他に瀬崎結花のユーモアあふれる言語感覚、川上ゆきの「世」シリーズに、言葉と真摯に向かいあう姿勢を感じた。皆さん、社会人になっても詩を書き続けて欲しい。実力派の詩人4名が寄稿している。

☆「銀河詩手帖」298(大阪市・近藤摩耶)
 発行創始者(1968年)である東淵修が亡くなって12年の13回忌だそうだ。近藤のエッセイ「お母さんへ贈る想い(「銀河・詩のいえ」設立構想)を読んで、一つの詩誌の歴史の重さ、深さを知る。創刊時の編集スタッフに村田修、支路遺耕治、山内清とあるが、つい先日、先輩詩人から戴いた『幻のビート詩人、支路遺耕治・川井清澄読本』を紐解いていたところである。(ちなみに支路遺と川井は同一人物である)1999年発行のものだが、奥付の協力の項目に東淵修の名が見える。近藤のエッセイには村田修の「おかあちゃん忌のこと」全文が引用され、興味深く読んだ。
+++
**課題一覧**
- A) 抜粋の「発行創始者(1968年)である東淵修が」で始まる段落を、主な事実を残して箇条書きにまとめてください。
- B) 抜粋で「銀河詩手帖」創刊時の編集スタッフとして名前が挙がっているのは誰ですか。
- C) 詩誌評の抜粋を、最後の文の後から引き継いで書き進めてください。

**表示中の記録**
+++
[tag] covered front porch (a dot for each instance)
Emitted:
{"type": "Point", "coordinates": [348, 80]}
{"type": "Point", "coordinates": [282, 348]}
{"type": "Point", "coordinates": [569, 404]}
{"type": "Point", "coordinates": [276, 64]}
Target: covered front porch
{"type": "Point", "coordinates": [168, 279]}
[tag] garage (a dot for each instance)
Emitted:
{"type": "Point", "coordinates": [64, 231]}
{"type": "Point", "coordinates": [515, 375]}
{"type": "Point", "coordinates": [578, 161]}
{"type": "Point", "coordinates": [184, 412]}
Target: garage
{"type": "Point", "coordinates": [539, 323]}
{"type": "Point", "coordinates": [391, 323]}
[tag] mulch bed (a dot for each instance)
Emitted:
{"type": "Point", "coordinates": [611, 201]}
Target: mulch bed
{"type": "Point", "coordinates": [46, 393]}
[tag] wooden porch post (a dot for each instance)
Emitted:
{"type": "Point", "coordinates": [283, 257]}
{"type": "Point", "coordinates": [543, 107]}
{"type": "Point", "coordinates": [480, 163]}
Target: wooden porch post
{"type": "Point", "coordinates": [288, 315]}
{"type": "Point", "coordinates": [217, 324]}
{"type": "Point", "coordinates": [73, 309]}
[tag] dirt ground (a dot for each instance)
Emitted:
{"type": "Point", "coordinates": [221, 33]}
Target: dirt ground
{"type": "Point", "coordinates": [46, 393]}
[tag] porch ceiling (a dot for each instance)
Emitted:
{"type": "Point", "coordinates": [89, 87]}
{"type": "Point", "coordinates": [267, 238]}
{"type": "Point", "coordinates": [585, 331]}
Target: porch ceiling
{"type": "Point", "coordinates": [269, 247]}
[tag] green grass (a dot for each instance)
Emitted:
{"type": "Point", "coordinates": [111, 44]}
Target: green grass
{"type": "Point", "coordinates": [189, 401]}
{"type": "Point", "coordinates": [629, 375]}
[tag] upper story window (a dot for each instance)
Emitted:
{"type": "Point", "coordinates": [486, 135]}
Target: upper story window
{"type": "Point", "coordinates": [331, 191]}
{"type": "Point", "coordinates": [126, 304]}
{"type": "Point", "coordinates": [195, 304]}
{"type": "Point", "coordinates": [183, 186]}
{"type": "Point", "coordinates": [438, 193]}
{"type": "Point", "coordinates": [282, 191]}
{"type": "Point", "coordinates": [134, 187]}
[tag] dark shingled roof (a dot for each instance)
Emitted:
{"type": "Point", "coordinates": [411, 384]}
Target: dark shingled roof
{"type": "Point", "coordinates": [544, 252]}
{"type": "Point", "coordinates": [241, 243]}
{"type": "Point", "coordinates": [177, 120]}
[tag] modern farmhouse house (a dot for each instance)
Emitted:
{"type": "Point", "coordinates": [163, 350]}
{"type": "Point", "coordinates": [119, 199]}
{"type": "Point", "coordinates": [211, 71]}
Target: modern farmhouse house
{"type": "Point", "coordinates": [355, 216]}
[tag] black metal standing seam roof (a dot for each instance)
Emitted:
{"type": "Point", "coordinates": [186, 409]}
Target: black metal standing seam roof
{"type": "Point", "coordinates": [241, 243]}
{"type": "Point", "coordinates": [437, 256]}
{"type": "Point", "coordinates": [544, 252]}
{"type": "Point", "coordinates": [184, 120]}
+++
**解答**
- A)
- 1968年の発行創始者である東淵修が亡くなって12年になり、13回忌にあたる。
- 近藤のエッセイを読み、一つの詩誌の歴史の重さと深さを知る。
- 創刊時の編集スタッフは村田修、支路遺耕治、山内清。
- 先輩詩人から贈られた『幻のビート詩人、支路遺耕治・川井清澄読本』(1999年発行)の奥付の協力欄に、東淵修の名がある。
- 支路遺と川井は同一人物である。
- 近藤のエッセイには村田修「おかあちゃん忌のこと」の全文が引用されている。

- B) 村田修、支路遺耕治、山内清の三人です。

- C)
☆「豹樹Ⅲ」31(神戸市・松本俊治)
 瀧神雅子の「白い花」が良かった。全篇。

みんな若く
ポップコーンのように
跳ねていた
陽気に?
もう一度会いましょうの
君の言葉は
約束ではない
磨りガラスの向こう
白い花が咲いていたと
言っているのだ

 終行の「言っているのだ」がなかなか出ないフレーズだ。言葉を突き放したような距離の取り方が、不思議な詩空間を生み出している。

☆「千年樹」81(長崎諫早市・岡耕秋)
 創刊20周年(20年輪)記念号である。
2000年2月22日に岡の個人誌としてスタート。たくさんの同人が20年輪記念エッセイを書いているが、創刊からのメンバーである鷹取美保子の「木から樹へ そして」に目が留まる。岡の更なる歩みを思って生まれたという詩篇「不意の贈り物」が創刊号に発表されたとある。抜粋する。
 

「待つことも大切な進化だ」と言ったのは、確かに私であった。
(・・・)死をかかえこんで生き続ける老樹。萌芽し、更新するもの。赤い裸身をさらし、皮を脱ぎ棄てては、再生を繰り返す裸の木。孤立樹。着生樹。陰樹。陽樹。若木。巨樹。
樹が、誇り高い働き者であるなら、私も異形の樹となろう。百年。いや千年。待つ。(・・・)


 20年も前に発表されたとは思えない現在性を秘めた詩篇である。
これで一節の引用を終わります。